> EXTRACTED TEXT
- Ramkrishnapur Location in West Bengal Ramkrishnapur Location in India
- Coordinates: 22°21′27″N 88°15′30″E﻿ / ﻿22.3574°N 88.2583°E
- Country: India
- State: West Bengal
- District: South 24 Parganas
- CD block: Bishnupur II

Area
- • Total: 3.61 km^{2} (1.39 sq mi)
- Elevation: 9 m (30 ft)

Population (2011)
- • Total: 5,971
- • Density: 1,650/km^{2} (4,280/sq mi)

Languages
- • Official: Bengali
- • Additional official: English
- Time zone: UTC+5:30 (IST)
- PIN: 743503
- Telephone code: +91 33
- Vehicle registration: WB-19 to WB-22, WB-95 to WB-99
- Lok Sabha constituency: Diamond Harbour
- Vidhan Sabha constituency: Satgachhia
- Website: www.s24pgs.gov.in

= Ramkrishnapur, Bishnupur =

Ramkrishnapur is a census town and a gram panchayat within the jurisdiction of the Bishnupur police station in the Bishnupur II CD block in the Alipore Sadar subdivision of the South 24 Parganas district in the Indian state of West Bengal.

==Geography==

===Area overview===
The Alipore Sadar subdivision is the most urbanized part of the South 24 Parganas district. 59.85% of the population lives in the urban areas and 40.15% lives in the rural areas. In the southern portion of the subdivision (shown in the map alongside) there are 15 census towns. The entire district is situated in the Ganges Delta and the subdivision, on the east bank of the Hooghly River, is an alluvial stretch, with industrial development.

Note: The map alongside presents some of the notable locations in the subdivision. All places marked in the map are linked in the larger full screen map.

> WHAT YOU ARE ASKED TO DO
In the article on Ramkrishnapur, copy word for word the passage starting at "- Elevation: 9" and ending at "zone: UTC+5:30 (IST)".

> Region pointing data

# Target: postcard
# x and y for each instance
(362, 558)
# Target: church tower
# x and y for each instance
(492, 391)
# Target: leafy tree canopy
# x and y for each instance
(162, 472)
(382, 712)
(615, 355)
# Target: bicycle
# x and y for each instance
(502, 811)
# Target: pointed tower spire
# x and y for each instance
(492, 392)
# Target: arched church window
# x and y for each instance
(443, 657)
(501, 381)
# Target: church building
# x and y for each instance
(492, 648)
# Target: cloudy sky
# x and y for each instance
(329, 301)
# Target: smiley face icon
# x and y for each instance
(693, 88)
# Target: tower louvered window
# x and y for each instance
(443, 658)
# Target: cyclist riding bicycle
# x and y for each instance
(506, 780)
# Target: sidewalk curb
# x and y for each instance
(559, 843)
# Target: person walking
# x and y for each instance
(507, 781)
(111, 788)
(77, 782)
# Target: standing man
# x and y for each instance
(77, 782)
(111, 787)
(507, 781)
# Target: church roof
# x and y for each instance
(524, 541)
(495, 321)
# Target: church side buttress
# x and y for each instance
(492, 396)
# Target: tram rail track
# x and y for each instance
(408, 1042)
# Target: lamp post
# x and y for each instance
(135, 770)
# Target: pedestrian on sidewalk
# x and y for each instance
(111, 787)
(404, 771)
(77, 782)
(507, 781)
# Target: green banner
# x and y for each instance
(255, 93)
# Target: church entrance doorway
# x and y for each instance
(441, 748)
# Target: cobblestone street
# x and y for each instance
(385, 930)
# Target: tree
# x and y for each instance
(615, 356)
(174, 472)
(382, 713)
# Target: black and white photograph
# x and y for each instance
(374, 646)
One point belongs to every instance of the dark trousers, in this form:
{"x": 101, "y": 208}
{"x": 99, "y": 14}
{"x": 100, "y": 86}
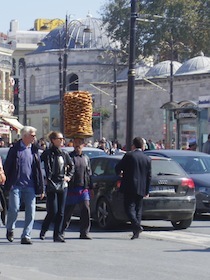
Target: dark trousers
{"x": 84, "y": 216}
{"x": 133, "y": 206}
{"x": 55, "y": 211}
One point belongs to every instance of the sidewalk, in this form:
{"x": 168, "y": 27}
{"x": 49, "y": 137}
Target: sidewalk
{"x": 47, "y": 260}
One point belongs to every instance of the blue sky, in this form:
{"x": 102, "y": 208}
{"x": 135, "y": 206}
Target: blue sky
{"x": 27, "y": 11}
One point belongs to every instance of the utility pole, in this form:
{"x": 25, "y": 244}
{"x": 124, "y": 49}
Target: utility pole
{"x": 131, "y": 77}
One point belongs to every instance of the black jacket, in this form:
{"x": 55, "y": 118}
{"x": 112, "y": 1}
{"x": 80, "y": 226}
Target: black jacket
{"x": 88, "y": 171}
{"x": 12, "y": 170}
{"x": 49, "y": 157}
{"x": 136, "y": 167}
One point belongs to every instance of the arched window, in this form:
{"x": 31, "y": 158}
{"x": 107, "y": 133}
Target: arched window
{"x": 73, "y": 82}
{"x": 32, "y": 96}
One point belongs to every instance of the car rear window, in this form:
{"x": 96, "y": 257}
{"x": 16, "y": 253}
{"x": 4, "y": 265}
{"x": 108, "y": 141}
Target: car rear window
{"x": 166, "y": 167}
{"x": 194, "y": 165}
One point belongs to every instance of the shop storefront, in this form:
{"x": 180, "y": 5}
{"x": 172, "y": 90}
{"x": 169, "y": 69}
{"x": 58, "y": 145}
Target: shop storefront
{"x": 190, "y": 123}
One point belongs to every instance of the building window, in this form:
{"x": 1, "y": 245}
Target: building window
{"x": 32, "y": 96}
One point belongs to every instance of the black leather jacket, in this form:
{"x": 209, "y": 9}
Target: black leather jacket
{"x": 52, "y": 170}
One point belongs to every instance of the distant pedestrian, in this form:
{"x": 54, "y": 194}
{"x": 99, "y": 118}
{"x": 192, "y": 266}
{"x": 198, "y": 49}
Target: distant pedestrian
{"x": 59, "y": 169}
{"x": 136, "y": 176}
{"x": 24, "y": 180}
{"x": 192, "y": 146}
{"x": 78, "y": 191}
{"x": 206, "y": 146}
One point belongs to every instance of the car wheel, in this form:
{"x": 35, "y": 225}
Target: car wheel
{"x": 183, "y": 224}
{"x": 105, "y": 218}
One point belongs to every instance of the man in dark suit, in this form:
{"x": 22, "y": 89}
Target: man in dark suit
{"x": 136, "y": 176}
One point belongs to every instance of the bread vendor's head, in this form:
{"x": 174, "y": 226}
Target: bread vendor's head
{"x": 78, "y": 144}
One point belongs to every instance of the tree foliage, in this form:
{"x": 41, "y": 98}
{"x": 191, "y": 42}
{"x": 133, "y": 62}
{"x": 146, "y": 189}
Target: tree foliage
{"x": 186, "y": 23}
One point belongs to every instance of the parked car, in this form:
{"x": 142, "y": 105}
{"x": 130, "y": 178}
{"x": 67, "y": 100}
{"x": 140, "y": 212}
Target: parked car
{"x": 172, "y": 193}
{"x": 89, "y": 151}
{"x": 197, "y": 165}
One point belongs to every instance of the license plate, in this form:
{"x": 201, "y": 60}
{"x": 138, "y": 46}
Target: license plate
{"x": 168, "y": 189}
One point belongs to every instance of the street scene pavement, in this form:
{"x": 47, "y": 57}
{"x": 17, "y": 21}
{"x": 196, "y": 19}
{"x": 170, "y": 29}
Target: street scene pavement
{"x": 159, "y": 253}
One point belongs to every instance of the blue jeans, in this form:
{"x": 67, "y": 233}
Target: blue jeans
{"x": 16, "y": 195}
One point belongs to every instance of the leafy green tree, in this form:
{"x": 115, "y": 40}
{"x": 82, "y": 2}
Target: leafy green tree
{"x": 184, "y": 22}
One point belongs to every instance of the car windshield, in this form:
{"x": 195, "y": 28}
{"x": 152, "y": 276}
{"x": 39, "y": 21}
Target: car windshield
{"x": 166, "y": 167}
{"x": 193, "y": 164}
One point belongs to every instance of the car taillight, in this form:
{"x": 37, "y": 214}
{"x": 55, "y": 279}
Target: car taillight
{"x": 118, "y": 184}
{"x": 188, "y": 182}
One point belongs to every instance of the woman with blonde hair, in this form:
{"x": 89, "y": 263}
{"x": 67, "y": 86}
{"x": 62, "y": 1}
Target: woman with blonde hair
{"x": 59, "y": 170}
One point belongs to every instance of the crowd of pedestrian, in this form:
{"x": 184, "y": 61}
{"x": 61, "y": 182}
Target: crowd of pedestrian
{"x": 67, "y": 181}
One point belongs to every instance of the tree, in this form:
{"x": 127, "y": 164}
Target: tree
{"x": 185, "y": 21}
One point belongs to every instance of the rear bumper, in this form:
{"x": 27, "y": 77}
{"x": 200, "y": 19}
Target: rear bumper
{"x": 202, "y": 203}
{"x": 182, "y": 208}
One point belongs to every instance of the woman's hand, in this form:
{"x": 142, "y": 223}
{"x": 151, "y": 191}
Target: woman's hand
{"x": 67, "y": 178}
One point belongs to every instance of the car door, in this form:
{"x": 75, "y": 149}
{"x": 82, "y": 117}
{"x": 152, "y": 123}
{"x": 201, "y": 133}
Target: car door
{"x": 105, "y": 184}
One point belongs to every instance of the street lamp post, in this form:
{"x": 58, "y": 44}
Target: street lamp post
{"x": 131, "y": 76}
{"x": 115, "y": 98}
{"x": 24, "y": 95}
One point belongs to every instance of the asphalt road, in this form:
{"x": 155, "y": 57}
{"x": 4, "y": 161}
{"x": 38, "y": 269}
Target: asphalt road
{"x": 160, "y": 253}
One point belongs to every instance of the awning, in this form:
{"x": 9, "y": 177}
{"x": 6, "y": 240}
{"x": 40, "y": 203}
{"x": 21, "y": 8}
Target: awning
{"x": 14, "y": 123}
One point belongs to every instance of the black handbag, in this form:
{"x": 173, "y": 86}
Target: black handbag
{"x": 56, "y": 186}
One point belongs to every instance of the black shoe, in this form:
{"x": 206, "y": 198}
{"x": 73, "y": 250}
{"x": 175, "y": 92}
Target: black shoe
{"x": 136, "y": 233}
{"x": 26, "y": 240}
{"x": 42, "y": 235}
{"x": 85, "y": 236}
{"x": 10, "y": 236}
{"x": 59, "y": 239}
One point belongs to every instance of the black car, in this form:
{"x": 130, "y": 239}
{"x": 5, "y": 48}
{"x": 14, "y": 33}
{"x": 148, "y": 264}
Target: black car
{"x": 172, "y": 193}
{"x": 197, "y": 165}
{"x": 89, "y": 151}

> EXERCISE SOLUTION
- Elevation: 9 m (30 ft)

Population (2011)
- • Total: 5,971
- • Density: 1,650/km^{2} (4,280/sq mi)

Languages
- • Official: Bengali
- • Additional official: English
- Time zone: UTC+5:30 (IST)